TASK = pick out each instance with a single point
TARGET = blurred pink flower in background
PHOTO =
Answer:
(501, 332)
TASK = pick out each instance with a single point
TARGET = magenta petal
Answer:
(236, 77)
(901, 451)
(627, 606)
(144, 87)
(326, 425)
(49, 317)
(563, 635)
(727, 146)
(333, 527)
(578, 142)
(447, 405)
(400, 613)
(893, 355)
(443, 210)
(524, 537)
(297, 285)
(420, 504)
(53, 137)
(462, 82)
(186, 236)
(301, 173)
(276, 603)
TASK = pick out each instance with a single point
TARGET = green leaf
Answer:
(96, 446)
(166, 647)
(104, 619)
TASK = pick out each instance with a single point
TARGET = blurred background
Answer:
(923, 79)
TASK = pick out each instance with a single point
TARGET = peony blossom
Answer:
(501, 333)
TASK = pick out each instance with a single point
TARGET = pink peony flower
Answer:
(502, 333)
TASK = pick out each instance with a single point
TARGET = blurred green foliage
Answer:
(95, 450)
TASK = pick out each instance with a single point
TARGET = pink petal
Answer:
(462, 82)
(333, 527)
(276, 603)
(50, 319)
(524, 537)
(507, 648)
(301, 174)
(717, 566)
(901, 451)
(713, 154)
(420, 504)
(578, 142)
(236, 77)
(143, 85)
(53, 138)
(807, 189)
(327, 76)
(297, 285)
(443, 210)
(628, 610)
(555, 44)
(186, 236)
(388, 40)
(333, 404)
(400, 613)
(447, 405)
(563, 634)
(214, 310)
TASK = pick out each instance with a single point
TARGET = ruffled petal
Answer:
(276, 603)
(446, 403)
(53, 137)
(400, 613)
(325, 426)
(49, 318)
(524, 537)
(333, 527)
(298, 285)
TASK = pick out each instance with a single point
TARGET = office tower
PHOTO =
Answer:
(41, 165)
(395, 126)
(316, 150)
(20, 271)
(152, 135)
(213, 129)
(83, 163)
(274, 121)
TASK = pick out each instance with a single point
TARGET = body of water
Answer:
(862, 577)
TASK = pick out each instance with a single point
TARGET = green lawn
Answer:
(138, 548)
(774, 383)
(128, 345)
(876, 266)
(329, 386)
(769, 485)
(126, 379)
──────
THE TASK ▸ Quote the entire listing above verbatim, leaving every line unchanged.

EXERCISE SOLUTION ▸
TASK = pick out each instance with a single point
TARGET = blurred pink flower in background
PHOTO =
Answer:
(501, 332)
TASK = pick out each instance with a single point
TARGET = magenta petal
Answer:
(236, 77)
(901, 451)
(627, 606)
(144, 87)
(326, 425)
(49, 317)
(563, 635)
(727, 146)
(333, 527)
(578, 142)
(447, 405)
(400, 613)
(893, 355)
(443, 210)
(524, 537)
(297, 285)
(420, 504)
(53, 137)
(462, 82)
(186, 236)
(301, 173)
(276, 603)
TASK = pick out each instance with a single point
TARGET = green leaf
Answer:
(96, 446)
(166, 647)
(104, 619)
TASK = pick out each instance with a single point
TARGET = blurred background
Answer:
(923, 79)
TASK = pick out each instance with a single point
TARGET = peony blossom
Answer:
(501, 333)
TASK = pick out each instance with a single point
TARGET = pink peony flower
Answer:
(502, 333)
TASK = pick out each instance with a single point
TARGET = blurred green foliage
Answer:
(95, 450)
TASK = pick out each instance with a single point
TARGET = pink petal
Answer:
(462, 82)
(333, 527)
(276, 603)
(50, 319)
(524, 537)
(507, 648)
(301, 174)
(717, 566)
(901, 451)
(713, 154)
(420, 504)
(578, 142)
(236, 77)
(143, 85)
(53, 138)
(807, 189)
(327, 76)
(297, 285)
(443, 210)
(628, 610)
(555, 44)
(186, 236)
(388, 40)
(333, 404)
(400, 613)
(447, 405)
(563, 634)
(214, 310)
TASK = pick out each instance with a single point
TARGET = ruffled petal
Answer:
(276, 603)
(446, 403)
(53, 137)
(400, 613)
(325, 426)
(49, 318)
(524, 537)
(333, 527)
(298, 285)
TASK = pick out each instance with a single point
TARGET = office tower
PHOTO =
Answer:
(41, 165)
(395, 126)
(316, 150)
(20, 271)
(152, 135)
(213, 129)
(83, 163)
(274, 121)
TASK = pick out each instance with a single point
TARGET = body of water
Answer:
(862, 577)
TASK = pick out each instance with a single point
TARGET = green lawn
Answer:
(138, 548)
(774, 383)
(128, 345)
(876, 266)
(329, 386)
(769, 485)
(126, 379)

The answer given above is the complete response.